─── EXERCISE DATA

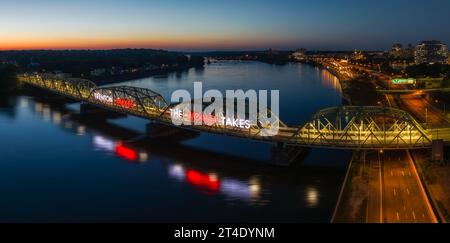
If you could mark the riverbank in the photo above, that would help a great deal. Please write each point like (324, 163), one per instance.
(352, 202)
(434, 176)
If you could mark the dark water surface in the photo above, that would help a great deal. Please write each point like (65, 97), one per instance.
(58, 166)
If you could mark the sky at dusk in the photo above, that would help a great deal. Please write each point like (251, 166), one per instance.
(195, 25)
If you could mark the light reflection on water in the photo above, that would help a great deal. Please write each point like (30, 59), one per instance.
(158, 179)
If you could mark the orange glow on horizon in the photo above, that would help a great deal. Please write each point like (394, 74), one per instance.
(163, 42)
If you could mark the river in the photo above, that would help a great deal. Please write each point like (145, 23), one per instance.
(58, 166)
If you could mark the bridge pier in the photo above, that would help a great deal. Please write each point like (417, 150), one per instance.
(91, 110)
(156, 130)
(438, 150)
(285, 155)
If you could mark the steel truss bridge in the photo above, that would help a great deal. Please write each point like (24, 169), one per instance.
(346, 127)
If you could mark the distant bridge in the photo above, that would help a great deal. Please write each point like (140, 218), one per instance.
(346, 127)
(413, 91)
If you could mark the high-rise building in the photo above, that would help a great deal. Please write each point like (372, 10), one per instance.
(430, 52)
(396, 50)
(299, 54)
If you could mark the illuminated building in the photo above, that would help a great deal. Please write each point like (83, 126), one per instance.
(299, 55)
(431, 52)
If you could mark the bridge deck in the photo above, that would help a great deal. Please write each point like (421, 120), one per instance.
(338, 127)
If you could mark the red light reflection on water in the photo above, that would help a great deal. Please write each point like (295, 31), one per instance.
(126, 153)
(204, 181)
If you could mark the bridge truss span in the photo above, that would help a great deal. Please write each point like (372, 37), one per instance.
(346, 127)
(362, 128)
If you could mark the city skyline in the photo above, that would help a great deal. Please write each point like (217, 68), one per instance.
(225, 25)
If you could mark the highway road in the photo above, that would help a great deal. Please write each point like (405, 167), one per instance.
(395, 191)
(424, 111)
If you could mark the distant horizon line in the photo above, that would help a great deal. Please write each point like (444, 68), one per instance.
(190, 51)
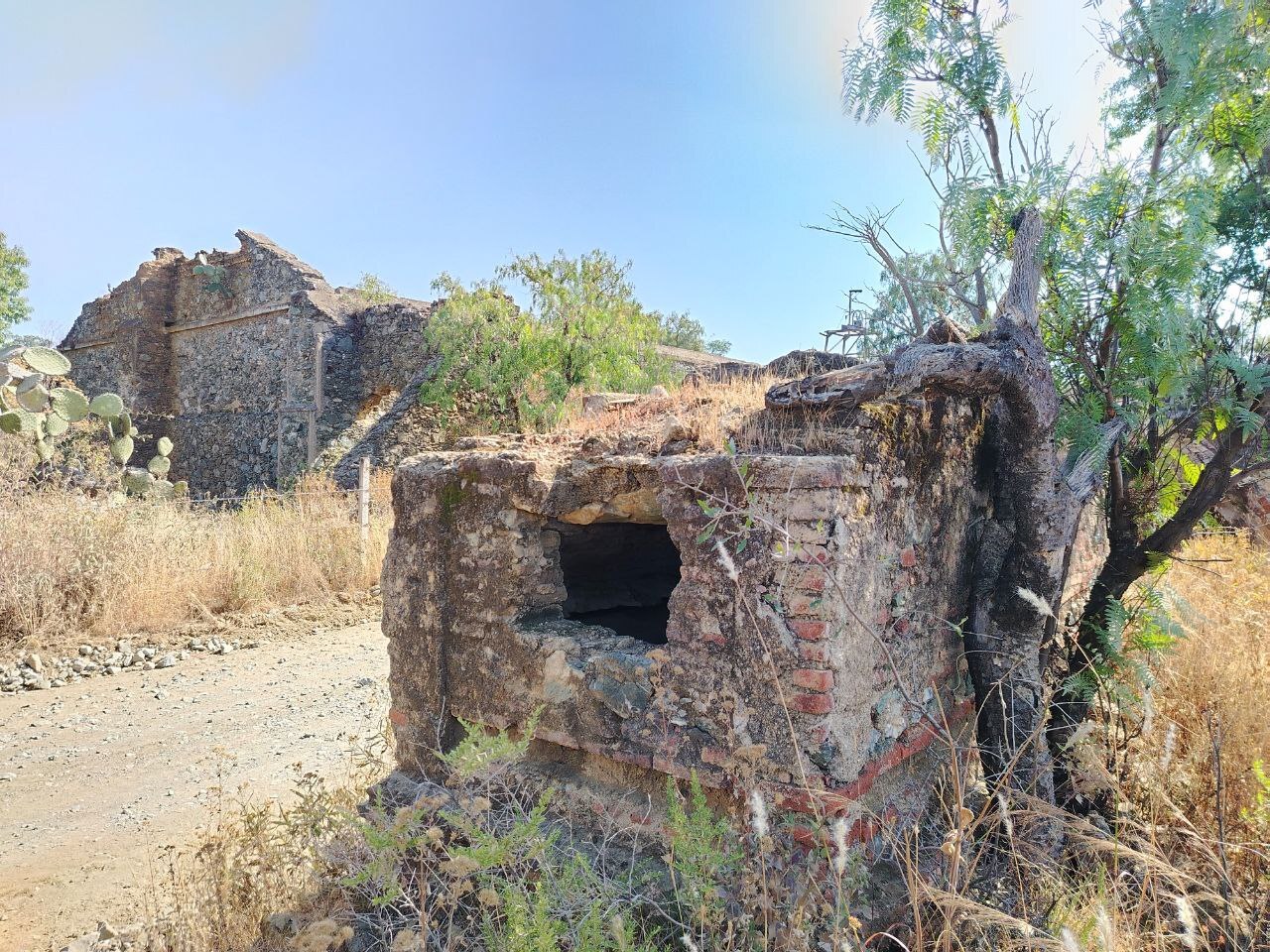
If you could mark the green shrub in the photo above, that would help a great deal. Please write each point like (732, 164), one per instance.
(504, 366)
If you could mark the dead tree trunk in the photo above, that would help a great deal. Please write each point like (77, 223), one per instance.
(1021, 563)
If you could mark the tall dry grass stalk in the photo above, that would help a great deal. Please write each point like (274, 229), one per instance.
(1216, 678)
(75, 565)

──────

A faithful, word-for-word version of the records above is needed, with no images in it.

If you could mark the riverbank in the photo above, that would help a great deal. Please write each point like (324, 163), one per instance.
(352, 202)
(434, 176)
If you could mark the dark water surface in the photo above, that would help a great deal. Please write each point like (65, 97), one per instance.
(58, 166)
If you could mark the sky at dusk in the photo above, that would help a great deal. Please write each point like (251, 166), one per instance.
(195, 25)
If you could mark the light reflection on water in the photo above, that would help a great deal. Please write each point like (30, 59), one per instance.
(158, 179)
If you could mark the orange glow on horizon in the photo above, that would help a great deal. Please write each point like (394, 74), one per instance.
(163, 42)
If you could mark the river in the photo above, that would help a great deal. Please write each point like (145, 23), one per instance.
(58, 166)
If you could mark the bridge pier in the photo above, that would help a great deal. Please write each point like (417, 150), one per instance.
(91, 110)
(156, 130)
(438, 150)
(285, 155)
If you could mark the steel truss bridge in the photo above, that would help a great deal. Please write each point like (24, 169), one per instance.
(346, 127)
If you could mark the distant bridge in the photo above, that would help a great deal. Please write each point like (140, 218), one per instance.
(346, 127)
(413, 91)
If you could mark the high-rise building in the photo above, that would help a great deal. Please write each point like (372, 10), one per instance.
(430, 52)
(396, 50)
(299, 54)
If you could mark the illuminated building in the photo above, that would help a great deal. Please write each point like (83, 126), one per instance.
(299, 55)
(431, 52)
If you could mark the bridge deck in the photo above, that would help a great deal. Please write each point like (421, 120), one per instance.
(338, 127)
If you could mark the red light reflection on water in the photo above, that would help a great deal. Please write each point like (295, 31), one per instance.
(126, 153)
(204, 181)
If you could mark the bridge truss span in the photo above, that would help a great deal. Please write each point like (372, 37), one per instance.
(346, 127)
(362, 128)
If you could mark the city skyline in the photo above, that would help a great deal. Please write each point like (217, 68), one per instance.
(225, 25)
If you could mark the highway road in the photo above, that would help a great deal. Please write each point like (405, 167), one per instance.
(395, 191)
(424, 111)
If you could mark the distant horizon line in the photo above, that would help a great deal. Please write each point like (444, 68), one per instance.
(190, 51)
If you could mark the green shrub in the photo above, that would help a great deal. Please write each point like (732, 164), one per instance.
(504, 366)
If you could mark the dead tree trunk in the photo above, that would help a great deal. Please write each point like (77, 223), one per instance.
(1021, 563)
If you could mark the tall dry grass stalk in the photo above, that would help a great deal. Please write each point like (274, 229), one per instance.
(1216, 678)
(75, 565)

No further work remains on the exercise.